Records excerpted from a collection
════

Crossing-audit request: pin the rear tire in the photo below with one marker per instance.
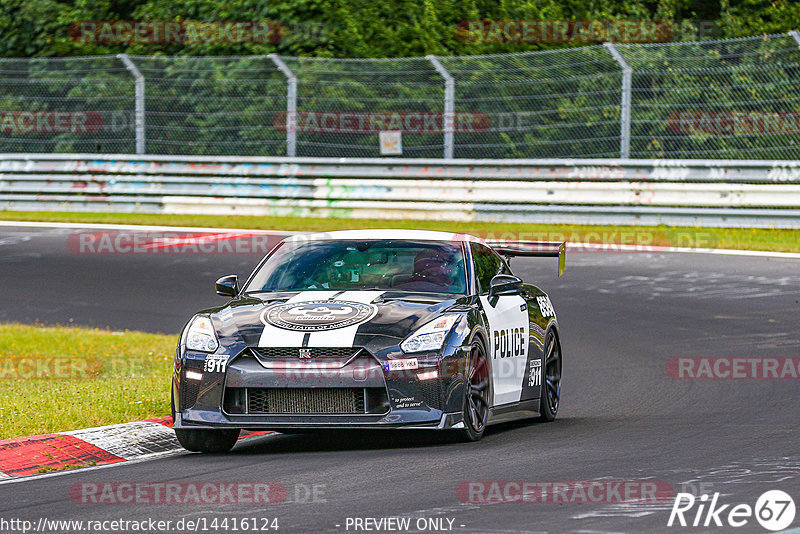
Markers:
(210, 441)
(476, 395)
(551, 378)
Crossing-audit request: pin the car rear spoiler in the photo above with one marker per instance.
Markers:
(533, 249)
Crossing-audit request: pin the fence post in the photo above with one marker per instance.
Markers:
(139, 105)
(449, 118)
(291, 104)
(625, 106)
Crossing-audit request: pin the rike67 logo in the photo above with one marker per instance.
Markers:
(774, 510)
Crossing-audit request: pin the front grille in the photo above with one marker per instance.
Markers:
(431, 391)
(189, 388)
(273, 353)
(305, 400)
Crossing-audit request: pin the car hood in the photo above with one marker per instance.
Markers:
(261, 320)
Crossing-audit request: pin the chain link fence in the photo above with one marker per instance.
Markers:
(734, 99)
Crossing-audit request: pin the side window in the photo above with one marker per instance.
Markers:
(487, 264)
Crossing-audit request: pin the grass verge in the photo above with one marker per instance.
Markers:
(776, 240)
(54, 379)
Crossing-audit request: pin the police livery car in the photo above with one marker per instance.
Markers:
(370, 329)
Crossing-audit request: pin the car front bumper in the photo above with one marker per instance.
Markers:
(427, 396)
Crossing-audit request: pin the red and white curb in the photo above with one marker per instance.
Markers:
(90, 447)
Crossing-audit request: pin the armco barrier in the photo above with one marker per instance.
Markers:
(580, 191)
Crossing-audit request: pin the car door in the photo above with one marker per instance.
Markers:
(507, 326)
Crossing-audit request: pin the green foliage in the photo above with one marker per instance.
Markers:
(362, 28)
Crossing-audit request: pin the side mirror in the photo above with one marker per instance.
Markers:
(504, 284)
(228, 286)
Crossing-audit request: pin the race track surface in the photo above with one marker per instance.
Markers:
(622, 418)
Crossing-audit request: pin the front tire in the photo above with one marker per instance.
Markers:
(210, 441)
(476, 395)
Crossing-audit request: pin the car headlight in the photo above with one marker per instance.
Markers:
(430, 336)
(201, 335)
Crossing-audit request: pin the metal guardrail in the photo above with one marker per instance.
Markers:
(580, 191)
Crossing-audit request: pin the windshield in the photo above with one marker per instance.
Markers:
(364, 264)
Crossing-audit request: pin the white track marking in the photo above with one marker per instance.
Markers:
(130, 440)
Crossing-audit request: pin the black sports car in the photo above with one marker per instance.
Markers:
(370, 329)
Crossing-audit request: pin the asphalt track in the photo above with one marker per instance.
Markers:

════

WORK REQUEST = All of the data above is to be repeated exactly, with the pictures left out.

SOLVED EXERCISE =
Crossing-audit request: pin the rear tire in the photo below with one marker per instance.
Markers:
(210, 441)
(476, 395)
(551, 378)
Crossing-audit request: pin the car rear spoiler in the photo above with one marker per instance.
Markers:
(533, 249)
Crossing-audit request: pin the fence post in the photo above with one marker per instance.
Markers:
(139, 105)
(449, 118)
(291, 104)
(625, 106)
Crossing-audit request: pin the rike67 logo in the photo above with one marker per instance.
Markers:
(774, 510)
Crossing-audit request: pin the front grille in the photo above with one marker per instance.
Markers:
(431, 391)
(189, 388)
(273, 353)
(305, 400)
Crossing-audit request: pin the car hood in the photo above with one marker per instance.
Markers:
(261, 320)
Crossing-audit request: pin the chain link fence in the photo above with one marker per instance.
Markers:
(734, 99)
Crossing-audit request: pin the side window in the photo above with one marker per instance.
Markers:
(487, 264)
Crossing-audit request: pin the grass verge in the photo above with one marker per instance.
Markers:
(776, 240)
(54, 379)
Crossing-audit request: pin the police livery car in the photo above with one marker per instance.
Markers:
(370, 329)
Crossing-audit request: pin the car front bumper in the photo above with one marker per instance.
Markers:
(427, 396)
Crossing-audit request: pin the red and white curb in the photo above with one marker per instance.
Markers:
(90, 447)
Crossing-audit request: pin the armco barrier in the photo above with one marker per instance.
Markers:
(580, 191)
Crossing-audit request: pin the car door in the photo above with one marker per instance.
Markers:
(507, 326)
Crossing-audit request: pin the green foliage in the photo above with one marker per instance.
Markers:
(362, 28)
Crossing-audit request: pin the side mirror in the photo above with one marker per instance.
Markers:
(504, 284)
(228, 286)
Crossing-audit request: pin the race track surface in the photo above with one marker per instance.
Markers:
(622, 418)
Crossing-audit request: pin the front tire in the photo above with one marker per instance.
Markers:
(210, 441)
(476, 395)
Crossing-audit request: pin the car headlight in the photo above with one marker per instance.
Markers:
(430, 336)
(201, 335)
Crossing-audit request: pin the metal guardrail in the photo above with one marker per instance.
Markers:
(580, 191)
Crossing-audit request: pin the windshield in the photo above with one marker per instance.
Markers:
(364, 264)
Crossing-audit request: pin the white track marking in the photo above with one marker per instance.
Markers:
(130, 440)
Crossing-audit request: pin the black sports car in the photo above with one marker per instance.
Markers:
(370, 329)
Crossing-audit request: pin the asphalt track in the photo above with one marker per instance.
Markers:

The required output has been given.